Exercise directions: Copy the lines below verbatim. Begin with the first and end with the line containing "column 39, row 493".

Stored items from a collection:
——
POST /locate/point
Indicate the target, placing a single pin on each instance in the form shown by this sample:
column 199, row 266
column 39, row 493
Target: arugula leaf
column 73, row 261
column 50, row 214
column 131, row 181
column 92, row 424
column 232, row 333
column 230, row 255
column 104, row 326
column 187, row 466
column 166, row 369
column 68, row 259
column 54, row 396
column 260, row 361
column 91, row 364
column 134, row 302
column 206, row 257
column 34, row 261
——
Problem solution:
POST /locate/point
Indicate the target, placing a single pin on each instance in the form shown by this sample:
column 199, row 266
column 39, row 493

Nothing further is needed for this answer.